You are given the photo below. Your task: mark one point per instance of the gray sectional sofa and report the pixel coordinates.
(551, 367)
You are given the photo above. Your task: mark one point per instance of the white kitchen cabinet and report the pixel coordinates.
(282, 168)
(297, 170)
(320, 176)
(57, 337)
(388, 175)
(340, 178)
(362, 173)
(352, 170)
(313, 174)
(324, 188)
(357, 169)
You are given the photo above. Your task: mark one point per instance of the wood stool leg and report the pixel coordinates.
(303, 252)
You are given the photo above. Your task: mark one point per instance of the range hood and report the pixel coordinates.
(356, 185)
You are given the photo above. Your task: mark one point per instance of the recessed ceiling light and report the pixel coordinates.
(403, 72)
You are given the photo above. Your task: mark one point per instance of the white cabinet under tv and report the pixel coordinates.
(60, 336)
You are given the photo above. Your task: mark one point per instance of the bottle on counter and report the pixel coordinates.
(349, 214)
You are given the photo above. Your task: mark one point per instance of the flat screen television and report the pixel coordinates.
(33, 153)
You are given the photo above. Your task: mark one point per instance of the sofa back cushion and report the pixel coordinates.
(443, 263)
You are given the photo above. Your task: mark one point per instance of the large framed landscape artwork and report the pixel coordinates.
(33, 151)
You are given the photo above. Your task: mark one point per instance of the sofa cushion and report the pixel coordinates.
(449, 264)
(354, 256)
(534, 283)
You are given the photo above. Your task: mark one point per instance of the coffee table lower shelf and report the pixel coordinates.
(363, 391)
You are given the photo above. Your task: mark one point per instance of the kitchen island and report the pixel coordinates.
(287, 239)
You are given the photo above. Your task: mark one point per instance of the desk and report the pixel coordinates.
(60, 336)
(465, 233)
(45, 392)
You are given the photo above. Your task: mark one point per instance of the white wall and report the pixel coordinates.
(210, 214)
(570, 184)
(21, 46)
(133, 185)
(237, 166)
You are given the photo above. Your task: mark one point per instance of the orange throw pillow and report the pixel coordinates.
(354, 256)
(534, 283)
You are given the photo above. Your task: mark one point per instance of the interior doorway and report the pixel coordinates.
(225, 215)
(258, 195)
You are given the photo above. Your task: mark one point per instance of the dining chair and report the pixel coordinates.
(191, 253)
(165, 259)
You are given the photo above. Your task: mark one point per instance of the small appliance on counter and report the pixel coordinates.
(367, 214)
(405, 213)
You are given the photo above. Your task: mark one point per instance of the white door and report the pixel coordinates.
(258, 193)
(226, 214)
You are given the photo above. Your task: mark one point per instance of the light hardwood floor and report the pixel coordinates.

..............................

## TASK INSTRUCTIONS
Output every line of the listing above as a numbered list, leaving out any blank lines.

## SOLUTION TO THIS PROBLEM
1. You are given the photo below. Your task: mark one point per instance of the gray sectional sofa and report the pixel coordinates.
2. (551, 367)
3. You are given the photo above. Your task: mark one point per instance of the white kitchen cabinet and report the pixel coordinates.
4. (282, 168)
5. (297, 170)
6. (320, 176)
7. (57, 337)
8. (388, 175)
9. (340, 178)
10. (362, 173)
11. (352, 170)
12. (313, 174)
13. (324, 188)
14. (357, 169)
15. You are given the photo above. Your task: mark one point per instance of the wood stool leg and report the pixel coordinates.
16. (303, 252)
17. You are given the photo above. Your task: mark one point per instance of the range hood and report the pixel coordinates.
18. (356, 185)
19. You are given the photo above. Your task: mark one point per instance of the recessed ceiling light and report the pixel coordinates.
20. (403, 72)
21. You are given the photo above. Your task: mark one point per instance of the white cabinet under tv and report the pixel coordinates.
22. (60, 336)
23. You are given the photo above. Your task: mark one point per instance of the bottle on counter and report the pixel coordinates.
24. (349, 214)
25. You are given the photo above. Your task: mark one point per instance of the flat screen television and report the pixel coordinates.
26. (33, 153)
27. You are given the photo above. Your task: mark one point per instance of the sofa back cushion and report the pixel coordinates.
28. (443, 263)
29. You are given the photo above. Your task: mark one point per instance of the large framed landscape artwork and report the pixel coordinates.
30. (33, 151)
31. You are given the photo above. Your task: mark one point per instance of the sofa cushion and report the pixel coordinates.
32. (449, 264)
33. (354, 256)
34. (534, 283)
35. You are given the photo above. Your task: mark one point per instance of the coffee table lower shelf and report the pixel coordinates.
36. (363, 391)
37. You are given the photo above. Your task: mark one point per instance of the kitchen island and report the pixel coordinates.
38. (287, 239)
39. You are given the photo above. Your task: mark one point per instance of the desk and report the pixel coordinates.
40. (60, 336)
41. (465, 233)
42. (45, 392)
43. You are given the photo above. Your task: mark one point per instance of the white wall and report the pixel coordinates.
44. (210, 214)
45. (570, 184)
46. (21, 46)
47. (133, 185)
48. (237, 166)
49. You are given the photo above. Your task: mark one point per instance of the orange throw pillow and report the pixel coordinates.
50. (354, 256)
51. (534, 283)
52. You are given the photo above. Your task: mark one point per instance of the interior doorway and report the pixel coordinates.
53. (225, 215)
54. (258, 195)
55. You are given the photo above. Your task: mark one point per instance of the dining chair and report the pixel coordinates.
56. (191, 253)
57. (165, 259)
58. You are given the photo above. Your task: mark one point per instance of the small appliance on counter and report the pixel coordinates.
59. (367, 214)
60. (405, 213)
61. You are given the photo above. Your task: mark one point per instance of the white door and report the pixel coordinates.
62. (258, 193)
63. (226, 214)
64. You are given the photo above. Your task: mark one point per instance of the light hardwood floor and report the pixel coordinates.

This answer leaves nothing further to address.